# [Information supplied]
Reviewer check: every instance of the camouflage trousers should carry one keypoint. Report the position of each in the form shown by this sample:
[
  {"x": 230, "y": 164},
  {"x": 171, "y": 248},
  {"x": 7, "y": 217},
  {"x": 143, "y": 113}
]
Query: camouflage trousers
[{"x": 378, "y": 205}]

# [Set problem]
Please write out every line of these items again, requests included, and shift each x and y coordinate in the answers up by 4.

# [Task output]
Reviewer check: every instance of the camouflage trousers should carry one keypoint. Report the position of each in the form shown by this sample:
[
  {"x": 230, "y": 164},
  {"x": 171, "y": 248},
  {"x": 7, "y": 217},
  {"x": 143, "y": 113}
]
Query: camouflage trousers
[{"x": 382, "y": 209}]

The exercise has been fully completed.